=== BRANO FORNITO ===
In forza dei suoi stessi principi il buddismo. poteva realizzarsi appieno soltanto in comunità monastiche, disciplinate da una rigida regola. Ma in realtà si ebbe subito anche un laicato buddista, dovuto al fatto che il laico in India manteneva da sempre i sacerdoti e la tradizione continuò anche verso i monaci buddisti. Anzi, tali contributi vennero canonizzati e il laico che aderiva al buddismo. doveva farlo non più con elargizioni saltuarie ma con una formula rituale nella quale dichiarava di «prendere rifugio» nel Buddha, nel Dharma (la «dottrina» buddista) e nel Samgha (la comunità dei monaci). Dopo di che anche il laico era legato a certe norme di vita riflettenti l'etica buddista, e le sue speranze giungevano alla convinzione di una rinascita nella forma di un monaco buddista, e cioè nella forma più adatta per conseguire quel perfezionamento che conduceva al nirvana. Al monaco preoccupato della sola salvezza personale si sostituì il maestro di dottrina misericordioso che, sull'esempio del Buddha, aiutava gli altri a raggiungere la salvezza. Questo nuovo buddismo. si chiamò Mahayana, ossia Grande Veicolo, in spregio al più antico buddismo che era detto Hinayana (Piccolo Veicolo). Il buddismo del Grande Veicolo aprì nuove prospettive: per la parte teorica vi fu una fioritura di scuole «filosofiche» in cui si cercava di definire la «buddhità» (lo stato di perfezione in senso buddhista).

=== DESCRIZIONE DEL COMPITO ===
Prosegui il brano sul buddismo a partire dalla sua ultima frase.

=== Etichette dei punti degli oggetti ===
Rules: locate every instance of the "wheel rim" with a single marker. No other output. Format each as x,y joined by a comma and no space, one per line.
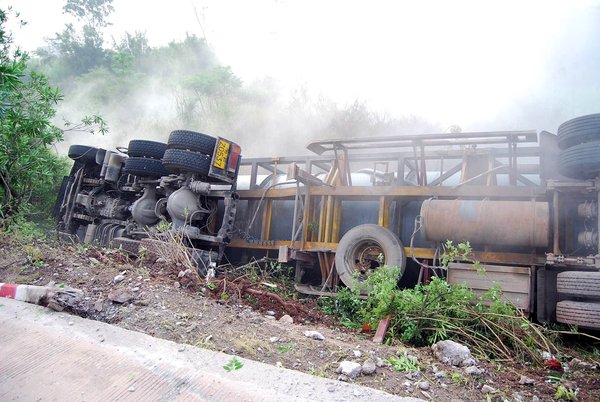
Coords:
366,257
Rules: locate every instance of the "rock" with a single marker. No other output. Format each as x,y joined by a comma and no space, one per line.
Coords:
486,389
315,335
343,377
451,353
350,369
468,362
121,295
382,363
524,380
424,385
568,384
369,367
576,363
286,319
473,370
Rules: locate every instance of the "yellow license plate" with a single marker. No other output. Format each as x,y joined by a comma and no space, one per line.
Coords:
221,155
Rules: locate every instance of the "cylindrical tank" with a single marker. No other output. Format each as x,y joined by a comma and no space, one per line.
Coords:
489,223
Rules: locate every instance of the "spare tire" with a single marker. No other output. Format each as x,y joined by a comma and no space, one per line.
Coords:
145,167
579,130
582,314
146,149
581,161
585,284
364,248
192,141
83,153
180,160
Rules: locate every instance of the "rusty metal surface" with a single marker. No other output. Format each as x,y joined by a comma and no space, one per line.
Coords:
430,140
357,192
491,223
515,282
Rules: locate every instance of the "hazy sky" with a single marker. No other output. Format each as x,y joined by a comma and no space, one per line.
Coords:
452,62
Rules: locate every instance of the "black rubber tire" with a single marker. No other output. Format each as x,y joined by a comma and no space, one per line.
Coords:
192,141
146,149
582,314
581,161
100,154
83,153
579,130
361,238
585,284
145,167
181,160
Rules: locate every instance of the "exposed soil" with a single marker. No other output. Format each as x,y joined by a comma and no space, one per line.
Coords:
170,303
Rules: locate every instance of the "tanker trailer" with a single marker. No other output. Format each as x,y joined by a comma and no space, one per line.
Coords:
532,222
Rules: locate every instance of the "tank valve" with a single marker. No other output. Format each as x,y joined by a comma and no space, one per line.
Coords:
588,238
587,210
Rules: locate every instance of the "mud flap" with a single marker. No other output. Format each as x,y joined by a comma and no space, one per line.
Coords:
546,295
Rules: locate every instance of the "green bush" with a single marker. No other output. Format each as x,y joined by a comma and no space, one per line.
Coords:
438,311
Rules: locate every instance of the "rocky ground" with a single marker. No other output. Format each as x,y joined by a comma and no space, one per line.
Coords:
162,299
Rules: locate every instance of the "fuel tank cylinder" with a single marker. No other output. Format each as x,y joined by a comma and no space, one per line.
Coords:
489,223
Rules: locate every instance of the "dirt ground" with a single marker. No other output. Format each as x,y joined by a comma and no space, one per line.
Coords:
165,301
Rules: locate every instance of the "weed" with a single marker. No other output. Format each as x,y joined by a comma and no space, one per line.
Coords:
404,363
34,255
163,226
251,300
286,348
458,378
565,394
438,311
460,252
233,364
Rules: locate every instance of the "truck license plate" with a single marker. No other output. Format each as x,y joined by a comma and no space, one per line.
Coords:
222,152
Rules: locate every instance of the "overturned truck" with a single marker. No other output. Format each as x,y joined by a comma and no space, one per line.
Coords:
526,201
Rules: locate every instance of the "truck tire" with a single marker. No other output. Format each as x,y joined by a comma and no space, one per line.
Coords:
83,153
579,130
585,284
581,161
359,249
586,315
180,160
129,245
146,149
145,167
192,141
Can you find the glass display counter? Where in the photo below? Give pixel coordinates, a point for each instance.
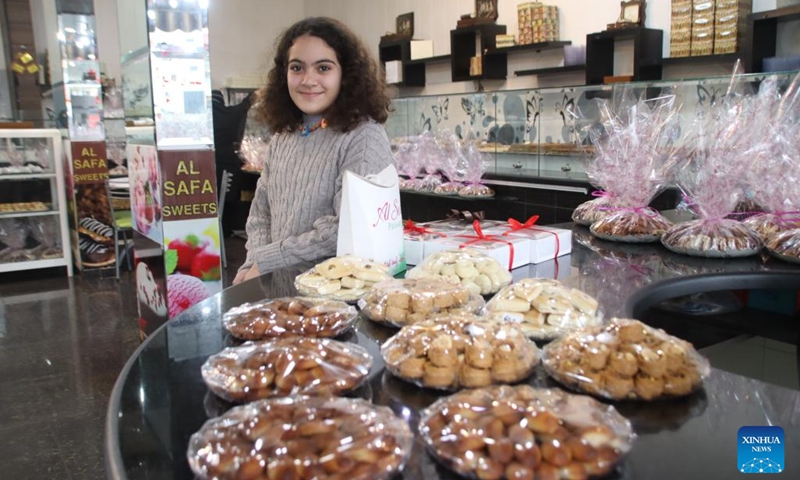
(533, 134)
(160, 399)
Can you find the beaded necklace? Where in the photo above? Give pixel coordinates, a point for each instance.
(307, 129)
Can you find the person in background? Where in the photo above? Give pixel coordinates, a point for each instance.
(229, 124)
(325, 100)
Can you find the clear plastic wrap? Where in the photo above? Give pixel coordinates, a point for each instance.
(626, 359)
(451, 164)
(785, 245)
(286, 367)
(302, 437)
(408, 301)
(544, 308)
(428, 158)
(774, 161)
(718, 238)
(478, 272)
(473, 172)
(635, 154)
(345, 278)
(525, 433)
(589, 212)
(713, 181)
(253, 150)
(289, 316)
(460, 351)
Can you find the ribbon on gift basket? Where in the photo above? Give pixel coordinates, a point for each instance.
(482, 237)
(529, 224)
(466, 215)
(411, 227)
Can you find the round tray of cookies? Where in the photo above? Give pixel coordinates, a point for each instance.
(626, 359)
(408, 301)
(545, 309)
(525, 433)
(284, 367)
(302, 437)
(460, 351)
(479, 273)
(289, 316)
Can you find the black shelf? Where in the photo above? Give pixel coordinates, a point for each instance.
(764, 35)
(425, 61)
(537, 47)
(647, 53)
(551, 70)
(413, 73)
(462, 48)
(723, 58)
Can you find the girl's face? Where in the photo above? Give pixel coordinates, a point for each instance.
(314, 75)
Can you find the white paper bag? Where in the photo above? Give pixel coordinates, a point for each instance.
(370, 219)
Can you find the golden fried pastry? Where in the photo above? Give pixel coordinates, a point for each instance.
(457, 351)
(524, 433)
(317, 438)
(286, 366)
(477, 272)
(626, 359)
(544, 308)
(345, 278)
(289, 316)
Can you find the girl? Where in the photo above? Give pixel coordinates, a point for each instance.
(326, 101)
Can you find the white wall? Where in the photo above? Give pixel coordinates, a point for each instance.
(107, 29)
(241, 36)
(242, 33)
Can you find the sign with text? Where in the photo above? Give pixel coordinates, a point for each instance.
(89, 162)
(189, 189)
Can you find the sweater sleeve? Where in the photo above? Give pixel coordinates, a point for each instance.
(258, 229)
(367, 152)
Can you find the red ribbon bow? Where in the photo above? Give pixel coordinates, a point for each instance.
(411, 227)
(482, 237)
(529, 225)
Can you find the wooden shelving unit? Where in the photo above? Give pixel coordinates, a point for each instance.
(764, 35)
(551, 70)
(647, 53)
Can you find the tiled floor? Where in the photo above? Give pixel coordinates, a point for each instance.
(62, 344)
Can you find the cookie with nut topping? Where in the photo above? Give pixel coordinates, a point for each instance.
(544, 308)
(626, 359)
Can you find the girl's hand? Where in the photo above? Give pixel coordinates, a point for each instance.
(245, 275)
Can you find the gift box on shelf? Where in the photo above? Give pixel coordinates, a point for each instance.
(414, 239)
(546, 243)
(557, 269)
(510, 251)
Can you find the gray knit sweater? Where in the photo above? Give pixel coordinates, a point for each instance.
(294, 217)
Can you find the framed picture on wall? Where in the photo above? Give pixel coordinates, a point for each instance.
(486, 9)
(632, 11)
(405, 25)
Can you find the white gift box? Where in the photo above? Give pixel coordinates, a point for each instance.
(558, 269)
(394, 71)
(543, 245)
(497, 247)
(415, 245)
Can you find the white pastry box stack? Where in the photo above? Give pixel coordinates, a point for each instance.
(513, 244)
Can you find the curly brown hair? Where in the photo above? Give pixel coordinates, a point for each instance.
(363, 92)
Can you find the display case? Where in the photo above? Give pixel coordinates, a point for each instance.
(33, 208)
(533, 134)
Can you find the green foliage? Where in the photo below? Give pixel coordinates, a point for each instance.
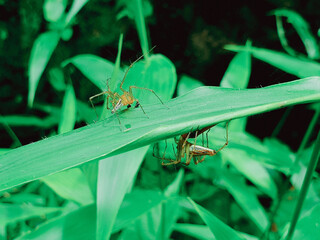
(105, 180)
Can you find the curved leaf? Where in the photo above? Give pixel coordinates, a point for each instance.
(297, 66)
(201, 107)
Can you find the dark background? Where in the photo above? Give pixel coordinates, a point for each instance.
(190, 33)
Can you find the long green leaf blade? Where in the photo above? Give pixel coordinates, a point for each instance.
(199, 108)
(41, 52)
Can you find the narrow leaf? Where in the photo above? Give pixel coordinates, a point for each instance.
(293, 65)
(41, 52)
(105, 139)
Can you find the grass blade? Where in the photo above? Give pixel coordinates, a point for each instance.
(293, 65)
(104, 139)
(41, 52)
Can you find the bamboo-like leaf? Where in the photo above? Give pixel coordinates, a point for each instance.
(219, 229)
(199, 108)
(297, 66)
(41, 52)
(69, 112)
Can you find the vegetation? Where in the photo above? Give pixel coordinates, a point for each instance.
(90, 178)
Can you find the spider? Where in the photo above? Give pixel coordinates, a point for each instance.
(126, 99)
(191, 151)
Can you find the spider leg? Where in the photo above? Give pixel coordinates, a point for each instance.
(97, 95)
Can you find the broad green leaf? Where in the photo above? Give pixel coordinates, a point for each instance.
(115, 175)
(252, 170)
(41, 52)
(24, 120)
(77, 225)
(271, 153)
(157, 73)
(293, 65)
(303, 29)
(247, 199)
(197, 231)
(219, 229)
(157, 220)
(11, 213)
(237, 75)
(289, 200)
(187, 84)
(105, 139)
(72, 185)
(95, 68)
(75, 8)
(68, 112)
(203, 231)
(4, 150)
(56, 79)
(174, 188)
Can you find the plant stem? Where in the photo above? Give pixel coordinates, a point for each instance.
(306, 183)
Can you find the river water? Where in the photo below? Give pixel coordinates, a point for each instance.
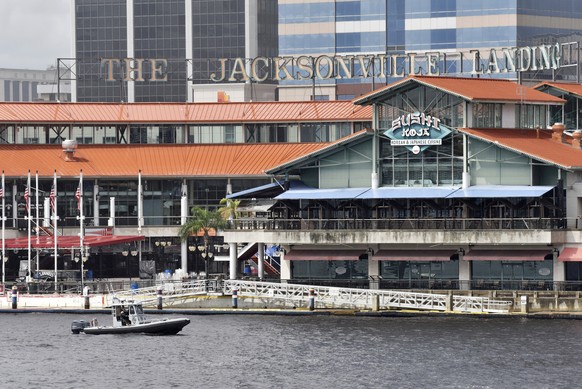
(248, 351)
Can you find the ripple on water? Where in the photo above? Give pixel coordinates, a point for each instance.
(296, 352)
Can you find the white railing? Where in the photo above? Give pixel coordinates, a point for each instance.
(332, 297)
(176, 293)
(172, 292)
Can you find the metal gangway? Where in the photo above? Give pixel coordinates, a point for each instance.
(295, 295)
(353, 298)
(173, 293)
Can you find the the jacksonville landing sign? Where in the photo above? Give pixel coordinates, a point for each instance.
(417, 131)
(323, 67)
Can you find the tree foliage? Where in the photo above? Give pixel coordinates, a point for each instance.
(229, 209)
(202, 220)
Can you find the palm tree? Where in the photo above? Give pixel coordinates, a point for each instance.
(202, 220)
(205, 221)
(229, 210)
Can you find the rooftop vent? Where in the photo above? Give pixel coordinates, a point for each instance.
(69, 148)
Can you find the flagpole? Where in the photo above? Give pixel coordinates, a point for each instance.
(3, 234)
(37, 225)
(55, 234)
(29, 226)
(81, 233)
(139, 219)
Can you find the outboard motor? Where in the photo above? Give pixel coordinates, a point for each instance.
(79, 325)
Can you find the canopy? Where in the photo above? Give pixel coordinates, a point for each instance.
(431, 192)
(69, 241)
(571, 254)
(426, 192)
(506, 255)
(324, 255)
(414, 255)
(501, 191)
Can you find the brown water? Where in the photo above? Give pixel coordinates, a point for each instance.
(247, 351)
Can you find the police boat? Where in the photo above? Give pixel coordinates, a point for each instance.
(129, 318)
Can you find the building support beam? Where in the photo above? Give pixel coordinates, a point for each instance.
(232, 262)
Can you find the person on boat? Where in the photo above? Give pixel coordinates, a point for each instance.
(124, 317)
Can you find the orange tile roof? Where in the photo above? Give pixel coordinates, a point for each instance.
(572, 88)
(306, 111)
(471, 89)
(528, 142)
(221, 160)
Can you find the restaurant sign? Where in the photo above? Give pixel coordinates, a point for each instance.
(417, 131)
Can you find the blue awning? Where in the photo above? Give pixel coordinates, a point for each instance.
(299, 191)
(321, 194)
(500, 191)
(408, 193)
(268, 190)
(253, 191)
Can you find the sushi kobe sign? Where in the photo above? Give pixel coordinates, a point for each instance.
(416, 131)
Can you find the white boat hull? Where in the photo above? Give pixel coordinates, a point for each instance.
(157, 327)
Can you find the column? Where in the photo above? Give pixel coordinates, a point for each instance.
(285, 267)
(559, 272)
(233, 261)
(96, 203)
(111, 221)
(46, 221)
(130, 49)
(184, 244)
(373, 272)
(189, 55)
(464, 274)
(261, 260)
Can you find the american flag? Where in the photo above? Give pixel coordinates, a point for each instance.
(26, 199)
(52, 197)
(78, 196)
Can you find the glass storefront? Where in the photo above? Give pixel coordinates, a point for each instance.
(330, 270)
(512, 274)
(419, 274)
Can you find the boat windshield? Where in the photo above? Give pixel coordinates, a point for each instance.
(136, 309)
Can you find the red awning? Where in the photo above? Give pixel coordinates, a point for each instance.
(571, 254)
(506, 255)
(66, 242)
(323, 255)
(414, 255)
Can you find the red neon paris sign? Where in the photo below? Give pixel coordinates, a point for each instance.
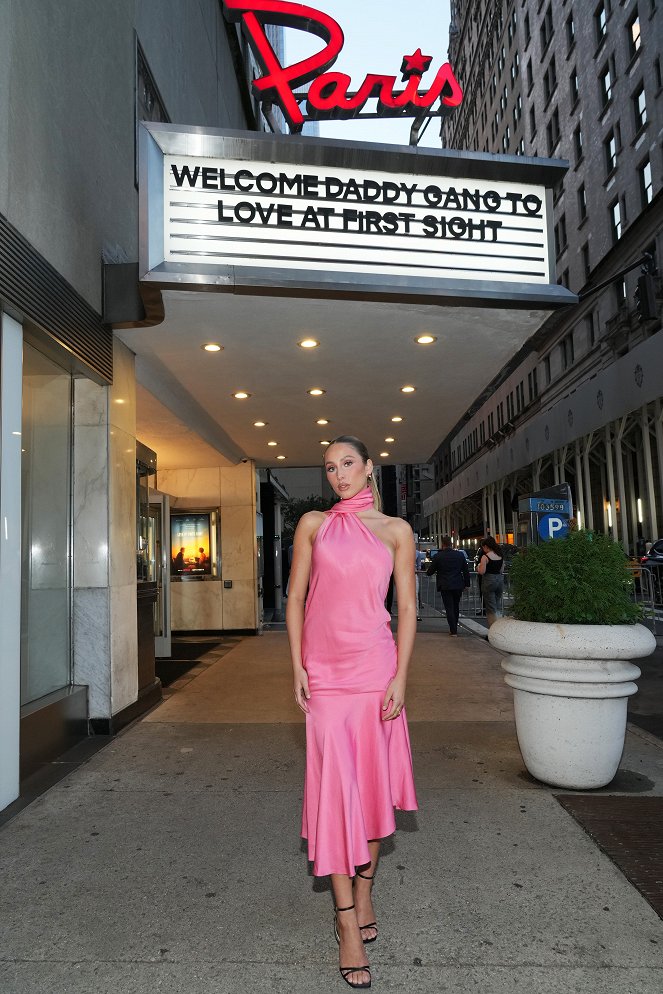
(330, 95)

=== RISPOSTA ===
-LA PRATICA BUDDHISTA

Quanto alla pratica, l'idea del Buddha che si volge misericordioso alla salvezza altrui portò alla concezione di entità metafisiche Buddha e Bodhisattva, da invocare non solo per la salvezza assoluta, ma anche nei bisogni quotidiani. Di nuovo compare il rito anche in questa religione che aveva preso le mosse da un anti-ritualismo programmatico in quanto rottura con il culto divino e con quella casta sacerdotale che a tale culto era addetta. Sviluppo ulteriore sono le forme del buddismo tantrico (o Vajrayana), che esaltano in senso ora magico e ora salvifico appunto l'azione rituale, a cui viene ormai assimilato l'esercizio spirituale o psicofisico (yoga) già noto all'ascesi più antica. I libri canonici del buddismo sono tre raccolte, o «canestri» (appunto Tripitaka, Tre Canestri), una concernente la disciplina monastica (Vinaya), una che espone gli insegnamenti del Maestro (Sutra) e la terza dedicata alla dottrina (Abhidharma).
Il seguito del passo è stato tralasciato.